Given task 1:
Can you offset every coordinate in the answers by -92 and write the listing out again, requests included, from its start up to and including the line with "top-left (172, 0), bottom-right (450, 135)"? Stop at that line.

Studio album by Shirley Bassey
- Released: February 1961
- Recorded: 1961
- Genre: Vocal
- Label: EMI/Columbia
- Producer: Norman Newell

Shirley Bassey chronology
| The Fabulous Shirley Bassey (1959) | Shirley (1961) | Shirley Bassey (1962) |

= Shirley (album) =

Shirley is Shirley Bassey's fourth studio album and her second for Columbia Records. Featuring music from Geoff Love and his orchestra, it was her first to enter the top ten of the UK Albums Chart and last until Something in 1970. It was printed in mono and stereo versions, the latter reissued on CD in 1997.

Given task 2:
Would you duplicate the passage of the Shirley album article from "Shirley is Shirley" up to and including "CD in 1997."?

Record extracts:
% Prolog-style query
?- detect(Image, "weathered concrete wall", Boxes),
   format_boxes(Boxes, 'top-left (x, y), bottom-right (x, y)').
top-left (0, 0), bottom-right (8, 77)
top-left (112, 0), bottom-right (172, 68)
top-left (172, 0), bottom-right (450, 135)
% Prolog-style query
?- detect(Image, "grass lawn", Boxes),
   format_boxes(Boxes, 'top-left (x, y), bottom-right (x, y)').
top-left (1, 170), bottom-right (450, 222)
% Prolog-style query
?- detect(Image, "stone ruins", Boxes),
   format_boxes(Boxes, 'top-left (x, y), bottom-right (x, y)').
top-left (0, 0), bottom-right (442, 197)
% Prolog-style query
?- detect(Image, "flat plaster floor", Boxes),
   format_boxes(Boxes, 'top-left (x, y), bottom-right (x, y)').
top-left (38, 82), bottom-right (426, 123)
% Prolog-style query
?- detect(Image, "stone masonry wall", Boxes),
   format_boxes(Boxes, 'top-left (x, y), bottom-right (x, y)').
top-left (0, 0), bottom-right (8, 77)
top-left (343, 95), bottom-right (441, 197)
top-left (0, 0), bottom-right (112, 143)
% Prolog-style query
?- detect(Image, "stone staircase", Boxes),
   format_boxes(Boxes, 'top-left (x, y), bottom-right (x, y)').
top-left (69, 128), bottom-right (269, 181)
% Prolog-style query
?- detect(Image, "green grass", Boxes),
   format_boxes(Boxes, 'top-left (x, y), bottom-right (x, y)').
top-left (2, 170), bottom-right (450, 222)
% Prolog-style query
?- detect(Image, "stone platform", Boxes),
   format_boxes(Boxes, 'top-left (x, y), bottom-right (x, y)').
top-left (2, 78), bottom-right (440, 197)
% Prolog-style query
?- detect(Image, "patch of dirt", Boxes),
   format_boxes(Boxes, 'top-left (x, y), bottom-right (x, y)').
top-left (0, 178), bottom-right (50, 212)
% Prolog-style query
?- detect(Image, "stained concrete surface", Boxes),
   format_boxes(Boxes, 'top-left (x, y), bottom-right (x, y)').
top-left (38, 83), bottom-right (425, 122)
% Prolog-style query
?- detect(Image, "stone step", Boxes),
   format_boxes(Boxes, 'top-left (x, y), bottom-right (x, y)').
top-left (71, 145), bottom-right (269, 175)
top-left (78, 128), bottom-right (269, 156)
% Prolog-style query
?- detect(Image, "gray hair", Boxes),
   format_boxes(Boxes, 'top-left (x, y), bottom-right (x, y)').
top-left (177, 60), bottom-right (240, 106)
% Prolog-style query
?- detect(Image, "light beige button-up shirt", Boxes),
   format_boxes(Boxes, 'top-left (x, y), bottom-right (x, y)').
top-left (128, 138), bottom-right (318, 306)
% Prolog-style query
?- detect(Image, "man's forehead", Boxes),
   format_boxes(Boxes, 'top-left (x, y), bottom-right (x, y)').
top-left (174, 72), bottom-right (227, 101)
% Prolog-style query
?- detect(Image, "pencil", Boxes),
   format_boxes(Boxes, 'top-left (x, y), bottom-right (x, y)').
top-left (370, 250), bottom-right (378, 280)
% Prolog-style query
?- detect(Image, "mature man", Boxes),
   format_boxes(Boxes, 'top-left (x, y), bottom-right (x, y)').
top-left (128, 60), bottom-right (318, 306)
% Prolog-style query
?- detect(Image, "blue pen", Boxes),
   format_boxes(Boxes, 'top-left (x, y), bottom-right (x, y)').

Final result 1:
% Prolog-style query
?- detect(Image, "weathered concrete wall", Boxes),
   format_boxes(Boxes, 'top-left (x, y), bottom-right (x, y)').
top-left (-92, -92), bottom-right (-84, -15)
top-left (20, -92), bottom-right (80, -24)
top-left (80, -92), bottom-right (358, 43)

Final result 2:
Shirley is Shirley Bassey's fourth studio album and her second for Columbia Records. Featuring music from Geoff Love and his orchestra, it was her first to enter the top ten of the UK Albums Chart and last until Something in 1970. It was printed in mono and stereo versions, the latter reissued on CD in 1997.